**Supplied data:**
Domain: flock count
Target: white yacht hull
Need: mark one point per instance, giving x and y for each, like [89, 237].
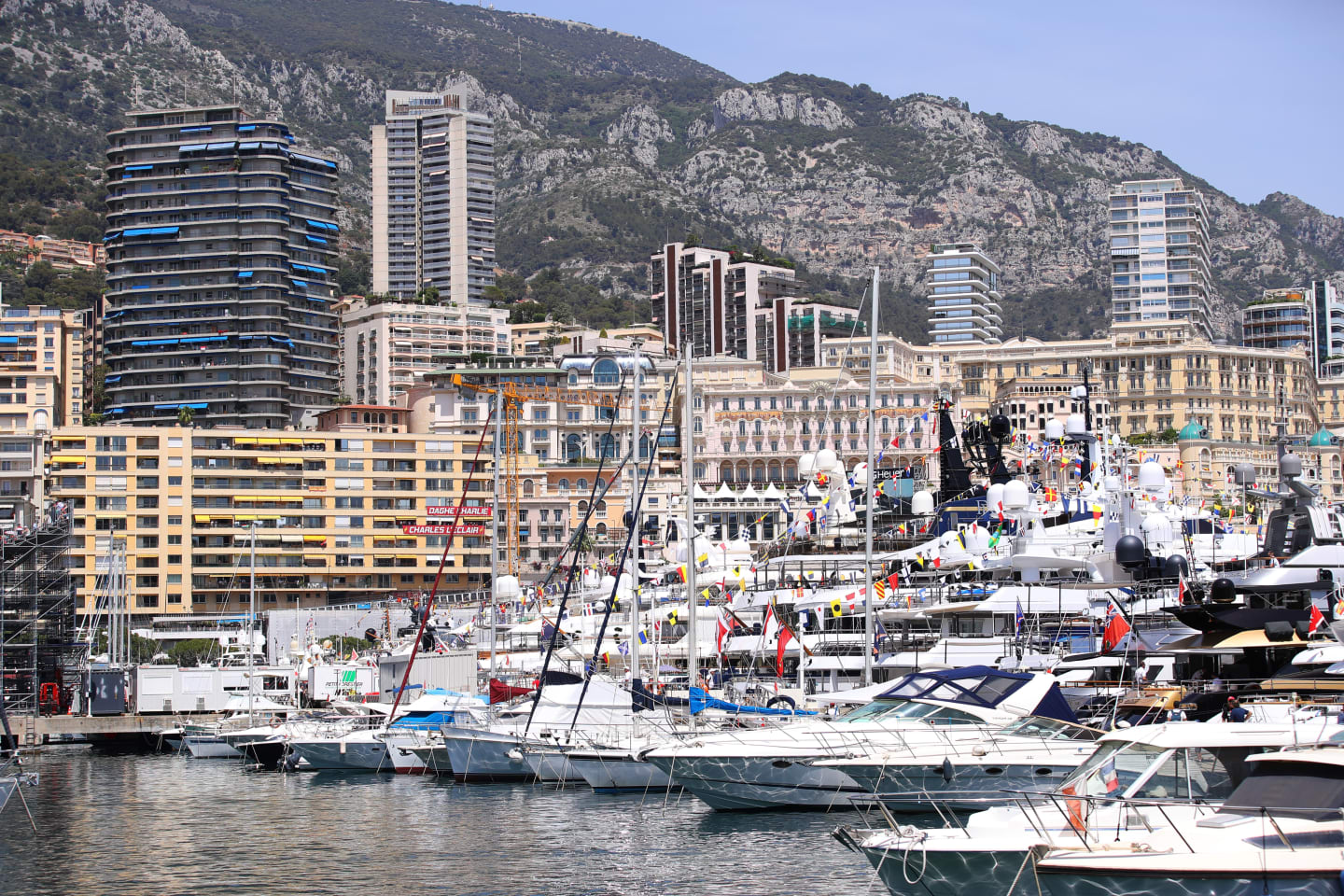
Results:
[552, 766]
[355, 757]
[403, 758]
[749, 782]
[208, 747]
[483, 757]
[614, 771]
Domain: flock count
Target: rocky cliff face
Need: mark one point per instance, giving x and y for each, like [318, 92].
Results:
[609, 144]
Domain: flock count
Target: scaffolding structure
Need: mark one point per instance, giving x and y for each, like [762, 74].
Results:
[38, 639]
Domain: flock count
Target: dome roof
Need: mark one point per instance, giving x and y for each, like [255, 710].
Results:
[1191, 431]
[1323, 438]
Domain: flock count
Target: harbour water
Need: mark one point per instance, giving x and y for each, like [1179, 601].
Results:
[165, 823]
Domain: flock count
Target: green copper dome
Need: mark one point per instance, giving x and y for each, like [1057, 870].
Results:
[1191, 431]
[1323, 438]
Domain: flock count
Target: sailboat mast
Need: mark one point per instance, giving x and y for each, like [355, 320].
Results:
[633, 553]
[689, 458]
[495, 531]
[252, 623]
[870, 485]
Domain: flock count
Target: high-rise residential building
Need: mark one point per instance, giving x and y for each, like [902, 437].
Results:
[1159, 257]
[720, 302]
[390, 347]
[220, 266]
[1309, 317]
[1329, 328]
[353, 511]
[962, 294]
[433, 198]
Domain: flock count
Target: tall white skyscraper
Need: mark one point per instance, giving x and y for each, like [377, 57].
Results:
[962, 294]
[433, 198]
[1159, 257]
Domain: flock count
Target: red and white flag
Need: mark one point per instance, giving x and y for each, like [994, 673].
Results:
[722, 630]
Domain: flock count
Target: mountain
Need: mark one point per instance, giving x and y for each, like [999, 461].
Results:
[608, 146]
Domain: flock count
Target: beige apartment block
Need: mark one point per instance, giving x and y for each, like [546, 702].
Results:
[338, 516]
[1142, 383]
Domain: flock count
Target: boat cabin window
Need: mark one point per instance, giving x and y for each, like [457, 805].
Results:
[1194, 773]
[1112, 770]
[909, 711]
[1300, 789]
[1050, 730]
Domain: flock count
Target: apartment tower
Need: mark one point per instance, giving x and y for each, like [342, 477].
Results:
[1159, 257]
[433, 196]
[220, 268]
[962, 296]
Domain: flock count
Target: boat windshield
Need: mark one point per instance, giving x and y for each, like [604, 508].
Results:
[1112, 770]
[1050, 730]
[1142, 771]
[912, 711]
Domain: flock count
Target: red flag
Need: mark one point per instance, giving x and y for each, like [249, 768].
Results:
[1317, 620]
[785, 636]
[1115, 629]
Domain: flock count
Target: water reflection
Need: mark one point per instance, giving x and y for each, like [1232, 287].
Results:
[174, 825]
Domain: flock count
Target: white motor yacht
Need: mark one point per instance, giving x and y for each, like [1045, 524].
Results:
[777, 767]
[1176, 761]
[1279, 832]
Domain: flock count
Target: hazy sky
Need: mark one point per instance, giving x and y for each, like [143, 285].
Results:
[1242, 93]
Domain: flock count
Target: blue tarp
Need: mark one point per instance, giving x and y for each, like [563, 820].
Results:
[977, 687]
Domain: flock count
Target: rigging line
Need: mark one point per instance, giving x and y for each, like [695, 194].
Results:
[442, 562]
[633, 513]
[576, 543]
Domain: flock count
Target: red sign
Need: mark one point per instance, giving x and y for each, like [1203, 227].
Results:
[467, 511]
[443, 529]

**Objective:** Locate each line of the records above that contains the string "dome", and copy those lines in full. Matching is case-sensitive.

**Result:**
Target: dome roof
Target: green copper dome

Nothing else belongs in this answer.